◆ WHAT YOU WILL DO ◆
Copy the material below word for word, keeping every line unchanged.
---- RECORDS TO USE
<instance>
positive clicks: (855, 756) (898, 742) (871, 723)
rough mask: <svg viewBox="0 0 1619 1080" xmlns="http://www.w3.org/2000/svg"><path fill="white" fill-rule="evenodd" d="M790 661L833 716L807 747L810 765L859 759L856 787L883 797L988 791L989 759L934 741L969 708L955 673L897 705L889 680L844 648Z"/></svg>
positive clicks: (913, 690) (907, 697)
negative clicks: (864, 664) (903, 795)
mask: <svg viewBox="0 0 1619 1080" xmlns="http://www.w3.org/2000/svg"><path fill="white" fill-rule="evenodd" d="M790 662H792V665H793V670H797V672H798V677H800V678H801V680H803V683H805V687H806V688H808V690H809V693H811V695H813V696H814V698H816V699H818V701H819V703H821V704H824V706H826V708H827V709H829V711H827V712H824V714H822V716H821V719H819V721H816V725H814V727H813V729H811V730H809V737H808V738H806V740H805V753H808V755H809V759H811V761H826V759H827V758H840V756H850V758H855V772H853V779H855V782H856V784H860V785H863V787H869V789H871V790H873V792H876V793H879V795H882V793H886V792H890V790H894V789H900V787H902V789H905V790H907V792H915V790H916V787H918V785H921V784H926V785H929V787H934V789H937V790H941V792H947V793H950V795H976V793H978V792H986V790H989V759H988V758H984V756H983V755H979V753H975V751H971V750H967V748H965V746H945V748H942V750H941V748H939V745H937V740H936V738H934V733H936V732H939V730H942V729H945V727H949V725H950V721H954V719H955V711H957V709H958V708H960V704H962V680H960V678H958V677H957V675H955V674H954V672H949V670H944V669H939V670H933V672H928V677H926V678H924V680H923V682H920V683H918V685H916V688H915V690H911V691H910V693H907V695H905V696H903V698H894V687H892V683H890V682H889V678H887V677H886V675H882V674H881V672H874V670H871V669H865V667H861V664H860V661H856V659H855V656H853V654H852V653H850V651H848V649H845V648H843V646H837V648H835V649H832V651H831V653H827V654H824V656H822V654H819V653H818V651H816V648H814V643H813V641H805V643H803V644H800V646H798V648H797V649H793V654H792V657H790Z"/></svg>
--------
◆ RESPONSE BELOW ◆
<instance>
positive clicks: (855, 756) (898, 742) (871, 723)
rough mask: <svg viewBox="0 0 1619 1080" xmlns="http://www.w3.org/2000/svg"><path fill="white" fill-rule="evenodd" d="M790 661L833 716L807 747L810 765L859 759L856 787L883 797L988 791L989 759L934 741L969 708L955 673L897 705L889 680L844 648Z"/></svg>
positive clicks: (913, 690) (907, 697)
negative clicks: (864, 664) (903, 795)
mask: <svg viewBox="0 0 1619 1080" xmlns="http://www.w3.org/2000/svg"><path fill="white" fill-rule="evenodd" d="M790 662H792V665H793V670H797V672H798V677H800V678H801V680H803V683H805V687H806V688H808V690H809V693H811V695H813V696H814V698H816V699H818V701H819V703H821V704H824V706H826V708H827V709H829V711H827V712H824V714H822V716H821V719H819V721H816V725H814V727H813V729H811V730H809V737H808V738H806V740H805V753H808V755H809V759H811V761H826V759H827V758H840V756H850V758H855V772H853V779H855V782H856V784H860V785H863V787H869V789H871V790H873V792H876V793H879V795H882V793H886V792H890V790H894V789H900V787H902V789H905V790H907V792H915V790H916V787H918V785H921V784H926V785H929V787H934V789H937V790H941V792H947V793H950V795H976V793H978V792H986V790H989V759H988V758H984V756H983V755H979V753H975V751H971V750H967V748H965V746H945V748H942V750H941V748H939V745H937V740H936V738H934V733H936V732H939V730H942V729H945V727H949V725H950V721H954V719H955V711H957V709H958V708H960V704H962V680H960V678H958V677H957V675H955V674H954V672H949V670H944V669H939V670H933V672H928V677H926V678H924V680H923V682H920V683H918V685H916V688H915V690H911V691H910V693H907V695H905V696H903V698H894V687H892V683H890V682H889V678H887V677H886V675H882V674H881V672H874V670H871V669H865V667H861V664H860V661H856V659H855V656H853V654H852V653H850V651H848V649H845V648H843V646H837V648H835V649H832V651H831V653H827V654H824V656H822V654H819V653H818V651H816V648H814V643H813V641H805V643H803V644H800V646H798V648H797V649H793V654H792V657H790Z"/></svg>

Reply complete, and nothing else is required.